__Задания__:
(1) Ответьте на вопросы по отрывку об актрисе.
(а) На какое расстояние отлетает портфель, вырванный из рук женщины?
(б) Без чего, по словам молодого человека, никто не поймет, что она студентка?
(в) Чем Труба объясняет, что ждать нельзя?
(2) Продублируйте дословно часть отрывка об актрисе: начните со слов «Актриса приводит себя» и остановитесь после слов «Скоро зайдет солнце!».

__Предоставленный отрывок__:
————————

Актриса приводит себя в порядок, отряхивает от пыли юбку, поправляет прическу. Снова переходит улицу и на нее опять наезжает машина. На этот раз толкает основательнее, так, что портфель из рук женщины вырывается и отлетает метров на пять. Молодой человек выпрыгивает из машины и бежит за портфелем.
– Куда вы?! – кричит Труба. – Вернитесь к студентке! Быстрее!
– А как же она без портфеля? – удивляется молодой человек. – Без него никто не поймет, что она студентка.
– Не ваше дело! – повышает голос труба. – Повторить эпизод!
– Подождите! – просит актриса и массирует ушибленный бок.
– Ждать нельзя! – кипятится Труба. – Скоро зайдет солнце!

————————

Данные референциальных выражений
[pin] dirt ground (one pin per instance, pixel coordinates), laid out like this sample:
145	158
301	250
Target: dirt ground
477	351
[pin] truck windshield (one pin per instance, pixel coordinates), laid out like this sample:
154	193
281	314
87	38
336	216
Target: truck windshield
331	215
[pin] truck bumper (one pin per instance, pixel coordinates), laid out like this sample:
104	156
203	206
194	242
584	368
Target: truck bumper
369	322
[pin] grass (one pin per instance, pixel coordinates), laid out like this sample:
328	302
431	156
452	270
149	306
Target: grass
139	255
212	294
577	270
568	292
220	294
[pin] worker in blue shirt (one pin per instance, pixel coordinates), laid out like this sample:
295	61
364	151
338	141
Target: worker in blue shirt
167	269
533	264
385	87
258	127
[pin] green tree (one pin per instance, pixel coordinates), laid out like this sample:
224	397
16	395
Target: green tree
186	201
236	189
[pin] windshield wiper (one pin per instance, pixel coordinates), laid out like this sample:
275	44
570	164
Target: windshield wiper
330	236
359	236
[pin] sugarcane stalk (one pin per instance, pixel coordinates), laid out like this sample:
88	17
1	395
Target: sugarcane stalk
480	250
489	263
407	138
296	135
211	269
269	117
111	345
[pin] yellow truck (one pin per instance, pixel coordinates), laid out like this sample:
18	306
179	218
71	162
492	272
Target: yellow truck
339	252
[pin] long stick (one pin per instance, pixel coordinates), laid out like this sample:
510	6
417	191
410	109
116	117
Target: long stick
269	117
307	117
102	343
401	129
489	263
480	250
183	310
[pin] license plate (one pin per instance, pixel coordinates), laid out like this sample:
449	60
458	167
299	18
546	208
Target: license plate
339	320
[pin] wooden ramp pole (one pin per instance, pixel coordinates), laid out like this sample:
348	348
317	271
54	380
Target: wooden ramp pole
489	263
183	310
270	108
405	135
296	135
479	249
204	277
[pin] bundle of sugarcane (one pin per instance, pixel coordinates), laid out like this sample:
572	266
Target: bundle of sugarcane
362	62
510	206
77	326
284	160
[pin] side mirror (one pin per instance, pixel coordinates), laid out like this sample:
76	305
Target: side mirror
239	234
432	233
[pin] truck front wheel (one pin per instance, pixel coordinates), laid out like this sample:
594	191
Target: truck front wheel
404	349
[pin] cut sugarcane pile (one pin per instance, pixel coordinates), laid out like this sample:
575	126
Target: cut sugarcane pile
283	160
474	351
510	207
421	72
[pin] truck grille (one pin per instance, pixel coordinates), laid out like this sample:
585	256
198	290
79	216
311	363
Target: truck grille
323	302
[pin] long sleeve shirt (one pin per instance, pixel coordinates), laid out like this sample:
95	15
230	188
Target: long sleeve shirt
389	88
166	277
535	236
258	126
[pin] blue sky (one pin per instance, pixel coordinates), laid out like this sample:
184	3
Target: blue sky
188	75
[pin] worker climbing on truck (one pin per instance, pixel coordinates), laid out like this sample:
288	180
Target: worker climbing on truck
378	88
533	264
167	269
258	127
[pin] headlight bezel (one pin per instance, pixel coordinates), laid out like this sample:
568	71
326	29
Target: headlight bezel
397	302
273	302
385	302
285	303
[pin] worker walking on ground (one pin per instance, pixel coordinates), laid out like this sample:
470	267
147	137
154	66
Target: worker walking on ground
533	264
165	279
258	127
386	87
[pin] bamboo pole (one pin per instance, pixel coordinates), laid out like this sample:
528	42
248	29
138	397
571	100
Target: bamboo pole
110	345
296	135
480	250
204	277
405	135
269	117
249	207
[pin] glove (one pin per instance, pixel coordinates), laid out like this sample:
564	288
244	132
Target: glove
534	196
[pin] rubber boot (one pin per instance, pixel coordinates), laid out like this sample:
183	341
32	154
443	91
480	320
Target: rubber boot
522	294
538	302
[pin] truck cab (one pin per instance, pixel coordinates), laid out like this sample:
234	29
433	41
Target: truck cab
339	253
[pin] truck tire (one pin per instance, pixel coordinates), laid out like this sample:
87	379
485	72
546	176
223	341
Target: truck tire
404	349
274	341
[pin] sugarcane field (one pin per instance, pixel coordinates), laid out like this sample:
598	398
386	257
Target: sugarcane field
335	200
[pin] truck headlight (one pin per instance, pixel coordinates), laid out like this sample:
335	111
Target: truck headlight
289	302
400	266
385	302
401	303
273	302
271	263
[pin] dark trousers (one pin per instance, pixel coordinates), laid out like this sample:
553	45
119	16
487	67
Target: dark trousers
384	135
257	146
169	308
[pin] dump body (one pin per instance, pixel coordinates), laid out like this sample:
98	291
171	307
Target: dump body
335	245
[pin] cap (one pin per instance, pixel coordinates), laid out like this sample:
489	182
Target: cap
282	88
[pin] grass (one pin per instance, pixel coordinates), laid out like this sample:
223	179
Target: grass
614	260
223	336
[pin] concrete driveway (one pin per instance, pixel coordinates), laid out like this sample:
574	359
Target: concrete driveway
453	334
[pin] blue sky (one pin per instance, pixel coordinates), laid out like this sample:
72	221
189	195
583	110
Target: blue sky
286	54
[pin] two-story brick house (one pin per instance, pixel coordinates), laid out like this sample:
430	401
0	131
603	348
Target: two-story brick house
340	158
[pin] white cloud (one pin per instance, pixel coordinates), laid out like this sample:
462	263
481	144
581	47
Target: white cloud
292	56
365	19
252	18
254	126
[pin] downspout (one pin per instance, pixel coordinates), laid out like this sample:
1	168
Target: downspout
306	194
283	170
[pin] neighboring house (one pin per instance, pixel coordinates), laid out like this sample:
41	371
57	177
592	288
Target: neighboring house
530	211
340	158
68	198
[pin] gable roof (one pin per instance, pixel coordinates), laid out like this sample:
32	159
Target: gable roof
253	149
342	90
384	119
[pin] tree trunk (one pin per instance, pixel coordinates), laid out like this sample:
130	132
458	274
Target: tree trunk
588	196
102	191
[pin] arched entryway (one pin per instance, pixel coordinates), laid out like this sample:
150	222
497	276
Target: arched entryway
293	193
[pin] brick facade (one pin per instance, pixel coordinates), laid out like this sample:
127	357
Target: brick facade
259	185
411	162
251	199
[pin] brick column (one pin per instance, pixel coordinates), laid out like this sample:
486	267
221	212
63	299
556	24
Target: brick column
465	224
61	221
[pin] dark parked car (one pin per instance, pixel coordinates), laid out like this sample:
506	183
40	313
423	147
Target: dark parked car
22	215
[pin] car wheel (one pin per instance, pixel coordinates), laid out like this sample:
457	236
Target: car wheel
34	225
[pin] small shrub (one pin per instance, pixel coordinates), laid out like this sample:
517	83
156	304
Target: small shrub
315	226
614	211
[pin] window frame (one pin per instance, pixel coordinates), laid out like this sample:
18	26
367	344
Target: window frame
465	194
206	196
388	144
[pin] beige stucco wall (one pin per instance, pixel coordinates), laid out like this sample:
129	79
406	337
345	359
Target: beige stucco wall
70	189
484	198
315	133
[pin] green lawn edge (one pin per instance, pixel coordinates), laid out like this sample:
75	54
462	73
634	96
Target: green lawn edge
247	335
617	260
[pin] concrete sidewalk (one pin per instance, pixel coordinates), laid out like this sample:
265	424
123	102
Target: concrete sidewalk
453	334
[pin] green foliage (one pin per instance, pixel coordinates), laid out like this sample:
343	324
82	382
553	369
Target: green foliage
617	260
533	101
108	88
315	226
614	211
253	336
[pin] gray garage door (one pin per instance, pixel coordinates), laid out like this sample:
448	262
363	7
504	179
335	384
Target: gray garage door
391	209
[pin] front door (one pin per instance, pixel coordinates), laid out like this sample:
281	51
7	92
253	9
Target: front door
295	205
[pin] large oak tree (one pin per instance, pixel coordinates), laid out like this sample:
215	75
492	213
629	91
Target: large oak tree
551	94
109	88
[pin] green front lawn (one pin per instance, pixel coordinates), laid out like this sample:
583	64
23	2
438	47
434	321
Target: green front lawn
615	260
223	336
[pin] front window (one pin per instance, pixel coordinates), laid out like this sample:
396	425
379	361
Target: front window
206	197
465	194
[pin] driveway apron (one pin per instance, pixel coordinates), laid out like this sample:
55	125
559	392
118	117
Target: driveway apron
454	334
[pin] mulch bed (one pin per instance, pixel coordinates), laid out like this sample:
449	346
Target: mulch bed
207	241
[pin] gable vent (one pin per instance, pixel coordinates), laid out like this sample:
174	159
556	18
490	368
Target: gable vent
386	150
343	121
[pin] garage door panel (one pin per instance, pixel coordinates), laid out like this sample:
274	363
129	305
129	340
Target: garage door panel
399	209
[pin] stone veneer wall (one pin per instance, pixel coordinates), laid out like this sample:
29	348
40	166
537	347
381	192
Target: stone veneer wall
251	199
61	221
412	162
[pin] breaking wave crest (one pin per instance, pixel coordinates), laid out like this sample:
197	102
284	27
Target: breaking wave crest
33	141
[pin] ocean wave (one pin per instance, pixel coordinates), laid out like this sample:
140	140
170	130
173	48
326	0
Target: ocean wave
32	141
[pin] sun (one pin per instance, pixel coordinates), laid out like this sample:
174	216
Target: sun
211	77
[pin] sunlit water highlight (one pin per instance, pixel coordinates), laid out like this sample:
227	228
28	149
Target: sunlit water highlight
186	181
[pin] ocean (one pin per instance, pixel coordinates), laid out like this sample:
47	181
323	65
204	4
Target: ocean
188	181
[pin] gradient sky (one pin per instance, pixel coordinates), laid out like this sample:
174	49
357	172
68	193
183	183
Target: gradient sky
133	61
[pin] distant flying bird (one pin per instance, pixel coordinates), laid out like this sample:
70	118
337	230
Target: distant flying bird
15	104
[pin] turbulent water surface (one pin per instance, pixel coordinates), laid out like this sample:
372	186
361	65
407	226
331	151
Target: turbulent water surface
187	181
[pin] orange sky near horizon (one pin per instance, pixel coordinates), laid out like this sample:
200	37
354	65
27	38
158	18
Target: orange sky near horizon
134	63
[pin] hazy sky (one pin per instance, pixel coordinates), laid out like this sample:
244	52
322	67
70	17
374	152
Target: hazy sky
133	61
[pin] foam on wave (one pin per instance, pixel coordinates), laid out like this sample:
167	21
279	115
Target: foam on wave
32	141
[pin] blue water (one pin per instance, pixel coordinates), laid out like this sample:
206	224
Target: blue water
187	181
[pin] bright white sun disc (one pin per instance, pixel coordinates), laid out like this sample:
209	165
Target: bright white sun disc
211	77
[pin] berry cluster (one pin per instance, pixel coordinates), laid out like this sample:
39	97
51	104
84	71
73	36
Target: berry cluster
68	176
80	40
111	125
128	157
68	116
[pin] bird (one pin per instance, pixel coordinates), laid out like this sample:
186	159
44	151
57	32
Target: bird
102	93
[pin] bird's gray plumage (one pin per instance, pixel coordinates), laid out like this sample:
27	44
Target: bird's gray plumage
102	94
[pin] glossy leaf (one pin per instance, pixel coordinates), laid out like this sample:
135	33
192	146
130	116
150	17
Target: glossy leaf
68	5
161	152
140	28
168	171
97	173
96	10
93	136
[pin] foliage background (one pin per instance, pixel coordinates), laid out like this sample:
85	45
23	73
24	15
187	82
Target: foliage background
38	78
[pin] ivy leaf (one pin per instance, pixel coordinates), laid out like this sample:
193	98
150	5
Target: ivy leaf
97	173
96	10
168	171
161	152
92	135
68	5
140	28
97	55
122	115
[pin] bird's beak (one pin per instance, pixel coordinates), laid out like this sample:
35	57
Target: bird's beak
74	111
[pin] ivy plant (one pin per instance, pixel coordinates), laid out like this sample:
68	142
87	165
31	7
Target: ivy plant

————————

__Ответы__:
(1)
(а) Метров на пять.
(б) Без портфеля.
(в) Скоро зайдет солнце.

(2)
Актриса приводит себя в порядок, отряхивает от пыли юбку, поправляет прическу. Снова переходит улицу и на нее опять наезжает машина. На этот раз толкает основательнее, так, что портфель из рук женщины вырывается и отлетает метров на пять. Молодой человек выпрыгивает из машины и бежит за портфелем.
– Куда вы?! – кричит Труба. – Вернитесь к студентке! Быстрее!
– А как же она без портфеля? – удивляется молодой человек. – Без него никто не поймет, что она студентка.
– Не ваше дело! – повышает голос труба. – Повторить эпизод!
– Подождите! – просит актриса и массирует ушибленный бок.
– Ждать нельзя! – кипятится Труба. – Скоро зайдет солнце!